[Start Information provided]
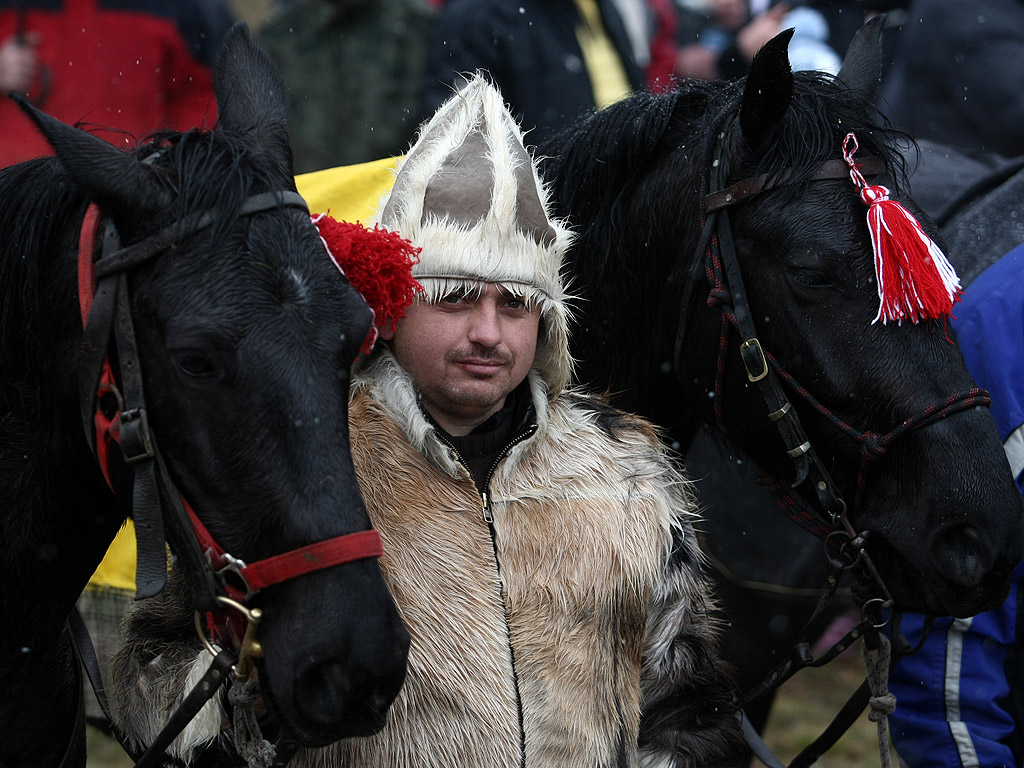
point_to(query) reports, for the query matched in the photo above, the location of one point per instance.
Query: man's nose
(485, 326)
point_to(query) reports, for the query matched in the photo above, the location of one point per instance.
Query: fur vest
(560, 620)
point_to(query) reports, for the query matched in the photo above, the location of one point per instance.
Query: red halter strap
(336, 551)
(341, 549)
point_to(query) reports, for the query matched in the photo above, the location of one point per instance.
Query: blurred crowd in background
(365, 73)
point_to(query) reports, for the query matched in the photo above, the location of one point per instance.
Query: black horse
(887, 409)
(245, 333)
(770, 577)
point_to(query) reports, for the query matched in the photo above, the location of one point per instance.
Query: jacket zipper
(488, 518)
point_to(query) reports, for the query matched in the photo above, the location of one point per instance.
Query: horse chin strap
(114, 413)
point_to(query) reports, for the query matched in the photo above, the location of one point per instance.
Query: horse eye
(811, 278)
(195, 365)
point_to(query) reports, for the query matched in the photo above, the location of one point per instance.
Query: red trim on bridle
(255, 577)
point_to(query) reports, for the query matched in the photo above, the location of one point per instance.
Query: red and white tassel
(379, 264)
(915, 280)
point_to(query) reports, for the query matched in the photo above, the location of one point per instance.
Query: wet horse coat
(246, 334)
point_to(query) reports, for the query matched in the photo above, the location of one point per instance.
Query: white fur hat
(469, 196)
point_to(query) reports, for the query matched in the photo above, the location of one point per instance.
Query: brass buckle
(250, 647)
(751, 350)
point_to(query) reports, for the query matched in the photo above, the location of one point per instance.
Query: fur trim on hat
(469, 196)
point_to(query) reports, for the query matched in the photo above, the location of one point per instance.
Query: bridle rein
(717, 260)
(114, 413)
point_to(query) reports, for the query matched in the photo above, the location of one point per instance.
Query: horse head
(895, 445)
(246, 333)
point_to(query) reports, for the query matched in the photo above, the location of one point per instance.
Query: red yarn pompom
(915, 280)
(379, 264)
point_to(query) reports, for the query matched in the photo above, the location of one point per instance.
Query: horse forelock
(821, 113)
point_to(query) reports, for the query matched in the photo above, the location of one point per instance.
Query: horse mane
(611, 169)
(40, 209)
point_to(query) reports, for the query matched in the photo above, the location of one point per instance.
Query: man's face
(466, 353)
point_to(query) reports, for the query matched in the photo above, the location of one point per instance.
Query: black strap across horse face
(716, 256)
(114, 412)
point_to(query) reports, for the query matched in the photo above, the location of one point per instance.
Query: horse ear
(252, 97)
(862, 67)
(115, 179)
(768, 90)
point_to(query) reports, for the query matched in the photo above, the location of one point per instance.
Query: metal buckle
(750, 351)
(250, 647)
(133, 435)
(231, 568)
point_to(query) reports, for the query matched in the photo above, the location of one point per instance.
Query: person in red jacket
(120, 69)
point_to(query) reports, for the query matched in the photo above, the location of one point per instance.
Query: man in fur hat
(538, 543)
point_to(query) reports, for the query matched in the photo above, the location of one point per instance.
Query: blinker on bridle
(113, 410)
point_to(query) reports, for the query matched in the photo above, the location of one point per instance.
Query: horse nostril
(322, 692)
(958, 554)
(330, 693)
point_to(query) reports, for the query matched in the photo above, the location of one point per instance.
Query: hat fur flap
(468, 195)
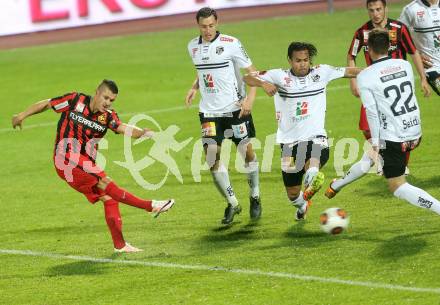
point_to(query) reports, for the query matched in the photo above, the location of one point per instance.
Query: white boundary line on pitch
(222, 269)
(177, 108)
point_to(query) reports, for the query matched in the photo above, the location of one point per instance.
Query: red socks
(123, 196)
(114, 222)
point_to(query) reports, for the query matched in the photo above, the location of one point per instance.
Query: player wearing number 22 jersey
(387, 92)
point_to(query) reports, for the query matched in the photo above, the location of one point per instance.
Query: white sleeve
(239, 56)
(405, 18)
(332, 73)
(369, 102)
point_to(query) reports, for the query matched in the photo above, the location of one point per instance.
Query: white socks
(221, 180)
(299, 202)
(309, 175)
(253, 178)
(356, 171)
(417, 197)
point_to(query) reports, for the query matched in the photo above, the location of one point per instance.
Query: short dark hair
(206, 12)
(384, 2)
(379, 41)
(111, 85)
(301, 46)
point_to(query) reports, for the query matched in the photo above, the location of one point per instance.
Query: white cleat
(128, 249)
(161, 206)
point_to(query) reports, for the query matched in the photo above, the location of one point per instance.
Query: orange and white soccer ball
(334, 220)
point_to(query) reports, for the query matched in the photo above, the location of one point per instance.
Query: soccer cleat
(331, 192)
(314, 186)
(255, 207)
(161, 206)
(128, 249)
(230, 212)
(302, 215)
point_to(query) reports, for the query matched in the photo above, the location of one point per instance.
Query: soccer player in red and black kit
(84, 121)
(401, 44)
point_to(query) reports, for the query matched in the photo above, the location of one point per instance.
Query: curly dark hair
(301, 46)
(206, 12)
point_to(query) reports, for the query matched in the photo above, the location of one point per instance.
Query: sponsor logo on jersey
(207, 79)
(86, 122)
(410, 123)
(102, 118)
(316, 78)
(244, 52)
(194, 51)
(80, 107)
(383, 121)
(227, 39)
(208, 129)
(425, 203)
(420, 16)
(393, 36)
(436, 41)
(366, 32)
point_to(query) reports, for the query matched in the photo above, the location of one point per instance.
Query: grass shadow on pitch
(234, 235)
(78, 268)
(402, 246)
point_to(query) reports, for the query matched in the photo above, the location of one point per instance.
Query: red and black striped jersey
(401, 42)
(78, 127)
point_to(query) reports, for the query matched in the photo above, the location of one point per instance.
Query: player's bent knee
(103, 182)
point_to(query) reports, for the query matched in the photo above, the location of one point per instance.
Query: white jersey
(424, 21)
(388, 94)
(218, 65)
(300, 103)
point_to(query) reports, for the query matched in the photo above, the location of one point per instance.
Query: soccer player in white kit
(423, 18)
(387, 92)
(224, 108)
(300, 105)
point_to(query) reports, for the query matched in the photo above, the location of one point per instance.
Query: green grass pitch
(389, 243)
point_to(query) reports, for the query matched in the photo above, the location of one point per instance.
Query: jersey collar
(216, 36)
(426, 2)
(293, 73)
(381, 59)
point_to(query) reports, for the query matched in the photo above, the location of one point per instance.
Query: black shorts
(226, 126)
(394, 157)
(298, 154)
(432, 77)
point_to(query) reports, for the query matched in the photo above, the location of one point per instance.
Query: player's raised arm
(353, 84)
(134, 131)
(252, 79)
(247, 104)
(417, 59)
(352, 72)
(192, 92)
(41, 106)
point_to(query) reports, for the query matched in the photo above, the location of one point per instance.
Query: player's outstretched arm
(17, 119)
(134, 131)
(248, 103)
(353, 84)
(417, 59)
(352, 72)
(252, 79)
(192, 93)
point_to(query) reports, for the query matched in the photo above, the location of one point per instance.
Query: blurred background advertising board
(26, 16)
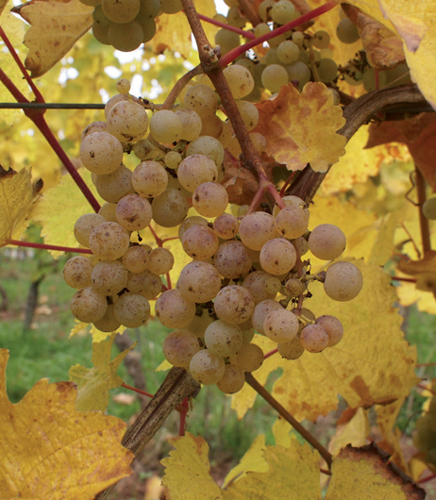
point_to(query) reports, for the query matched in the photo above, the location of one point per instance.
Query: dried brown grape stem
(177, 386)
(289, 418)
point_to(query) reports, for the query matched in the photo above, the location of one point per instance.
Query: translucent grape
(206, 367)
(281, 325)
(327, 242)
(132, 310)
(333, 327)
(109, 277)
(77, 272)
(112, 187)
(109, 241)
(278, 256)
(196, 169)
(314, 338)
(231, 260)
(134, 212)
(240, 80)
(150, 179)
(173, 310)
(232, 381)
(101, 153)
(170, 208)
(179, 347)
(234, 304)
(127, 121)
(343, 281)
(223, 338)
(249, 357)
(210, 199)
(199, 282)
(88, 305)
(165, 126)
(200, 242)
(84, 226)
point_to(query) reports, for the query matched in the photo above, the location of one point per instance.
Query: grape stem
(43, 246)
(289, 418)
(36, 115)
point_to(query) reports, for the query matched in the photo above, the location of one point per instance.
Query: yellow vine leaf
(17, 197)
(373, 363)
(55, 26)
(60, 207)
(301, 128)
(187, 474)
(415, 24)
(49, 450)
(365, 473)
(93, 384)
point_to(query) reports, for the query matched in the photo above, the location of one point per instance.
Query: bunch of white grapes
(246, 273)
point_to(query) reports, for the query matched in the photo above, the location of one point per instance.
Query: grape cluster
(126, 24)
(425, 437)
(246, 273)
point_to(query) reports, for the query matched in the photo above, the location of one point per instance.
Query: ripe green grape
(223, 338)
(84, 226)
(347, 31)
(281, 325)
(429, 208)
(327, 242)
(233, 379)
(179, 347)
(199, 242)
(170, 208)
(134, 212)
(314, 338)
(256, 229)
(112, 187)
(240, 80)
(165, 126)
(88, 305)
(109, 277)
(150, 179)
(206, 367)
(77, 272)
(343, 281)
(132, 310)
(173, 310)
(210, 199)
(127, 121)
(274, 77)
(278, 256)
(199, 282)
(232, 260)
(109, 241)
(101, 153)
(234, 304)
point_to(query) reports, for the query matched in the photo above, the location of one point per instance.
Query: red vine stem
(38, 95)
(289, 418)
(246, 34)
(126, 386)
(38, 119)
(235, 53)
(43, 246)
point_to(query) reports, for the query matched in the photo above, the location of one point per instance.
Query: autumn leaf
(55, 26)
(366, 473)
(373, 363)
(60, 207)
(417, 134)
(49, 450)
(94, 383)
(301, 128)
(17, 198)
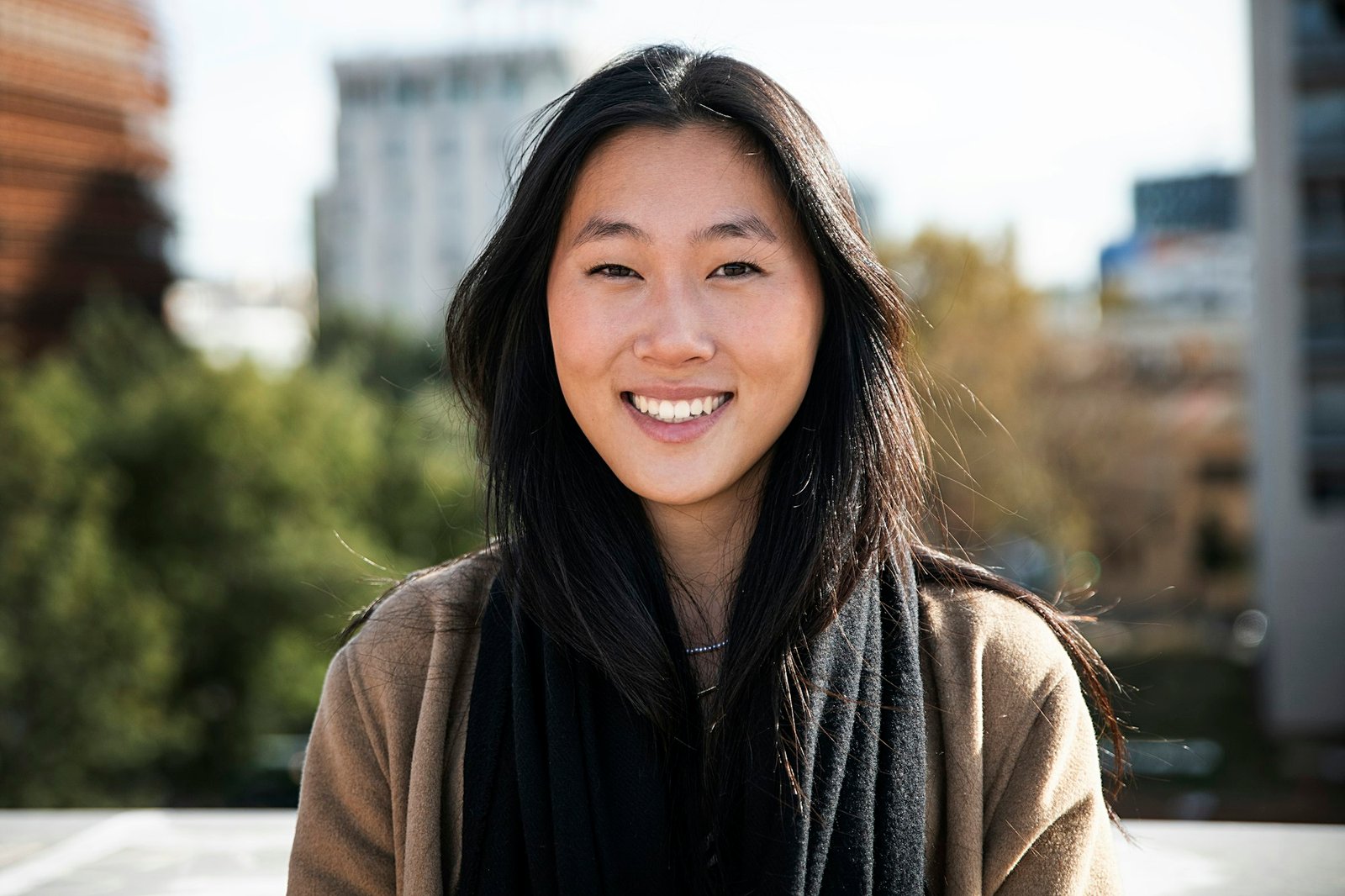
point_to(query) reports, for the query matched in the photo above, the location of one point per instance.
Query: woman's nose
(672, 327)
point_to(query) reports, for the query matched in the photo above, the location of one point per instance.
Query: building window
(1320, 20)
(1324, 208)
(1321, 119)
(1325, 311)
(412, 91)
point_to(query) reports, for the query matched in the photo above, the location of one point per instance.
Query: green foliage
(172, 569)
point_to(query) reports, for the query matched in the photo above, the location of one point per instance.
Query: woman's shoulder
(992, 640)
(434, 609)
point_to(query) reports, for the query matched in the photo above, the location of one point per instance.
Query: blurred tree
(385, 356)
(171, 556)
(978, 335)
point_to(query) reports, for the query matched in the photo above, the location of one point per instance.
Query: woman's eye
(614, 271)
(735, 269)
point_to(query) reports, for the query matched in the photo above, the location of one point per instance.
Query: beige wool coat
(1013, 802)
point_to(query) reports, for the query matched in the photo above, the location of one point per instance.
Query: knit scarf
(567, 790)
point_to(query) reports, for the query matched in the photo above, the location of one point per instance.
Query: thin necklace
(708, 647)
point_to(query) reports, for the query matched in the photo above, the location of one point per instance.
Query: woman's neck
(703, 546)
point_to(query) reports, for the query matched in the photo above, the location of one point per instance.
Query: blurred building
(264, 322)
(1298, 358)
(82, 98)
(1168, 354)
(423, 148)
(1190, 255)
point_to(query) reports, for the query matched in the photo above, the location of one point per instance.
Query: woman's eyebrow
(744, 226)
(600, 228)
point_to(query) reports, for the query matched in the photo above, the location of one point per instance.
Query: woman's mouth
(676, 412)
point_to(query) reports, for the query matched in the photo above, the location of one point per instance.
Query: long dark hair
(847, 485)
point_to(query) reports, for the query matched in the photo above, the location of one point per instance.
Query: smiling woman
(708, 650)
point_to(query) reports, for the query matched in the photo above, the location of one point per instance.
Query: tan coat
(1013, 804)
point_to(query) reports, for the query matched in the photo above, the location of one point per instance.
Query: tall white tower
(423, 147)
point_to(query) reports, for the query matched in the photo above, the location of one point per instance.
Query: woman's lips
(681, 424)
(677, 409)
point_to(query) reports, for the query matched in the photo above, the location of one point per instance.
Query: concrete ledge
(245, 853)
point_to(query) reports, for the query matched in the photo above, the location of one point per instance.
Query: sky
(978, 116)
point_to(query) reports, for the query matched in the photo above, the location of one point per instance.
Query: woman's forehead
(652, 179)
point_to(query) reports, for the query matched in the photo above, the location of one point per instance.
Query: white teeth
(677, 410)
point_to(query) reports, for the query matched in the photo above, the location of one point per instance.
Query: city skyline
(972, 118)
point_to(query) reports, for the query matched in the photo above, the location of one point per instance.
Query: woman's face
(685, 311)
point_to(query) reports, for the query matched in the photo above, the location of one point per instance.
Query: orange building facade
(82, 104)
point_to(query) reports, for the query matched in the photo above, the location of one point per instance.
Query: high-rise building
(423, 148)
(1190, 253)
(1298, 356)
(82, 98)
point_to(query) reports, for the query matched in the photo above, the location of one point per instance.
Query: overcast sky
(975, 114)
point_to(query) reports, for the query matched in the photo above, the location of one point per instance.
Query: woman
(706, 651)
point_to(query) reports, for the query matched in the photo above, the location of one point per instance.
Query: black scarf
(567, 790)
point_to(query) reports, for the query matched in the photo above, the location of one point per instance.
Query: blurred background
(229, 230)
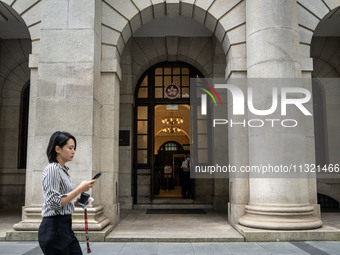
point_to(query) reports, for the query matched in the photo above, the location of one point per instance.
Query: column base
(276, 217)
[End Information provided]
Give only the number of lines in the items above that contain the string "orange", with case counting.

Response for this exercise:
2